Stored records:
* * * * * * *

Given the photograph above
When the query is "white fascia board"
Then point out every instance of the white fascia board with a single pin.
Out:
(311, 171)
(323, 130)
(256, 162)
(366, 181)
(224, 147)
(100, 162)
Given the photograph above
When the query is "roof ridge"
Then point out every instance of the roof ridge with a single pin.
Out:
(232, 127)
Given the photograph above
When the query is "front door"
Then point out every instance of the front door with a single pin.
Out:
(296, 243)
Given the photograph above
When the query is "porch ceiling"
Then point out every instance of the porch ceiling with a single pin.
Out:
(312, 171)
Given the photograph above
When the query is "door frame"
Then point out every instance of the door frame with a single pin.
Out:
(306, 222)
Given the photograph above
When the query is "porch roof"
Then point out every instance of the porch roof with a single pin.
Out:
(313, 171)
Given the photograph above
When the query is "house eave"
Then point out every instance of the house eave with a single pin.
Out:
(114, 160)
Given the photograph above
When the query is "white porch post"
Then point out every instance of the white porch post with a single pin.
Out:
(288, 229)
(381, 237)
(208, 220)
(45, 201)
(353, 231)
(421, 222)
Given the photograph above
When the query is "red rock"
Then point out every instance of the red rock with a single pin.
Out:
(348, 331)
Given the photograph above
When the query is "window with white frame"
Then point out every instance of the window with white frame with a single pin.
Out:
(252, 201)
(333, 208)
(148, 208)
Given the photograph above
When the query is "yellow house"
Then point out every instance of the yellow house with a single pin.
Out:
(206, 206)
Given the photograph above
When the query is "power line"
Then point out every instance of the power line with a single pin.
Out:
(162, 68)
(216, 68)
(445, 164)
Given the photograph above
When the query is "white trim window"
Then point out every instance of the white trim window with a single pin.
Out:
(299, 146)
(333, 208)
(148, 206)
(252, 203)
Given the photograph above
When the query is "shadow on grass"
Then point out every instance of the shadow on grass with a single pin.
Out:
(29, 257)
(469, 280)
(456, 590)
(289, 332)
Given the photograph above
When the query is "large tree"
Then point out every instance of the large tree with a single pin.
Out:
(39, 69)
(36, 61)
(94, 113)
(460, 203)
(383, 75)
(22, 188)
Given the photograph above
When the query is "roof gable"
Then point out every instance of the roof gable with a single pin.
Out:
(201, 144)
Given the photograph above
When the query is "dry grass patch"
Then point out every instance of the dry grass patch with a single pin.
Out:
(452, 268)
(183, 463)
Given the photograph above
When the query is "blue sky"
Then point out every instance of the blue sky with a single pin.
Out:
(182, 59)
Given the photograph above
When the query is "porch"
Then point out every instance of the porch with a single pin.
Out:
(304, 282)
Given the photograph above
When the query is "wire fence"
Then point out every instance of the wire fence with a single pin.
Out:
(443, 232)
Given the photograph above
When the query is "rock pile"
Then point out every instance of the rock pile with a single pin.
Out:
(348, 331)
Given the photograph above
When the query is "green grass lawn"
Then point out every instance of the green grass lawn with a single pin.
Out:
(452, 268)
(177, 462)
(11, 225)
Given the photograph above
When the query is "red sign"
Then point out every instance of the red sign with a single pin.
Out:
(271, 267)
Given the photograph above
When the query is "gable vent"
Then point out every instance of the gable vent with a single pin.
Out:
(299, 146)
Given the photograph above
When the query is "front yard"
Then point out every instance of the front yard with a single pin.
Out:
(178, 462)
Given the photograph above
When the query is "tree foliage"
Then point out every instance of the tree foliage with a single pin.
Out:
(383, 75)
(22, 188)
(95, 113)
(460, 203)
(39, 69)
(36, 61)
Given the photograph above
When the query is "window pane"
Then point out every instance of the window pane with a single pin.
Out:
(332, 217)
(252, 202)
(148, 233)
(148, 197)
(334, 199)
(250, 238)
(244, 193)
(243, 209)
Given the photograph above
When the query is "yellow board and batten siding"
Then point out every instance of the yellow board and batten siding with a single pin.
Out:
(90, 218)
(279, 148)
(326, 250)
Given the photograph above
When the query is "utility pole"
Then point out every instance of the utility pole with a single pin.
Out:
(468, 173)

* * * * * * *

Exercise requirements: Take the listing above and set it down exactly.

Expected answer:
Given the photograph above
When the query is "white fascia board"
Then point out every instance of the white fascia board with a single pin.
Out:
(311, 171)
(323, 130)
(256, 162)
(366, 181)
(224, 147)
(100, 162)
Given the photograph above
When the query is "roof ridge"
Then point out every instance of the roof ridge with a single pin.
Out:
(232, 127)
Given the photograph above
When the query is "front door"
Then point out every instance of the front door with a single pin.
Out:
(296, 243)
Given the photograph above
When the query is "porch ceiling"
Then point out every instance of the porch ceiling with a single pin.
Out:
(312, 171)
Given the photograph above
When the query is "door frame"
Then point out every instance of the door frame with a single pin.
Out:
(306, 222)
Given the photograph above
When the query is "porch roof"
Then point out every instance of the porch roof with a single pin.
Out:
(313, 171)
Given the photograph above
When the query is "house eave"
Then point out every instance of the house eave with a single pin.
Out:
(114, 160)
Given the photograph above
When the query is "white porch post"
Then point out every instance of the white porch post with a single pin.
Out:
(288, 229)
(381, 237)
(208, 220)
(45, 201)
(353, 231)
(421, 222)
Given the photograph above
When the query is "red rock"
Then point out every instance of the red rock with a single pin.
Out:
(348, 331)
Given the photograph above
When the query is "window with white frame"
Then point out every instance of the window with white frame with a single pin.
Out:
(252, 201)
(333, 208)
(148, 208)
Given the photograph above
When the query is "yellow house"
Then point out every instance of the yellow house with a single pin.
Out:
(206, 206)
Given the photograph above
When the query is "power line"
Then point out every instance of the power line with a single pin.
Out:
(162, 68)
(216, 68)
(445, 164)
Given the photograph above
When the query is "white trim window"
Then point out every instance of the white trim window with a single pin.
Out:
(299, 146)
(333, 208)
(148, 206)
(252, 203)
Given the photograph above
When the query is "shadow on grass"
Then point out every instance of the shadow on grass with a single pin.
Out:
(29, 257)
(469, 280)
(456, 590)
(289, 332)
Given the photograph above
When the query is "large tree"
Then point out every instance of the large tree with a single pin.
Out:
(39, 69)
(36, 61)
(94, 113)
(460, 203)
(383, 75)
(22, 188)
Given the photograph above
When the query is "roof gable"
Then point out every instance of the roof gable with a single pin.
Out:
(201, 144)
Given the photograph above
When the query is "dry grass patch"
Then point out every instance of the dry grass patch with a single pin.
Out:
(452, 268)
(183, 463)
Given the photograph above
When the query is "blue sky"
Then point out every instance of the blue sky with a single pin.
Out:
(182, 59)
Given the photograph above
When the query is "porch"
Then point out every instance of the porch with a single pin.
Out:
(304, 282)
Given the photograph above
When the query is "wire fence"
Then point out every instance of the wire fence with a single pin.
Out:
(443, 232)
Given the photograph above
When the query is "rock pile"
Then point out every instance of the rock pile with a single pin.
Out:
(348, 331)
Given the photograph above
When the query is "green grass lawn"
Then point out every instance of the green grass lawn with a single pin.
Out:
(452, 268)
(177, 462)
(11, 225)
Given the photograph above
When the query is "red sign"
Then point out every instance of the red sign with a single pin.
Out:
(271, 267)
Given the photograph above
When the query is "gable vent"
Then point out every instance of the gable vent with a single pin.
Out:
(299, 146)
Given the photograph above
When the query is "front yard"
Then point out every instance of the front yard with a single pin.
Out:
(178, 462)
Given the photograph above
When the query is "tree foliage"
Then point out every instance of the tree foliage with a single pin.
Out:
(383, 75)
(22, 188)
(95, 113)
(460, 203)
(39, 69)
(36, 61)
Given the photograph above
When the query is "window pane"
Then point out every instance of the window pane with a single pin.
Out:
(332, 217)
(252, 202)
(148, 233)
(148, 197)
(334, 199)
(250, 238)
(244, 193)
(243, 209)
Given the photograph above
When the query is "yellow board and batten siding"
Then point out every instance of the yellow board and batten siding with a single pin.
Out:
(90, 218)
(279, 148)
(326, 250)
Given the photograph above
When the query is "utility pole"
Then point out every instance of the utility pole with a single pin.
Out:
(468, 173)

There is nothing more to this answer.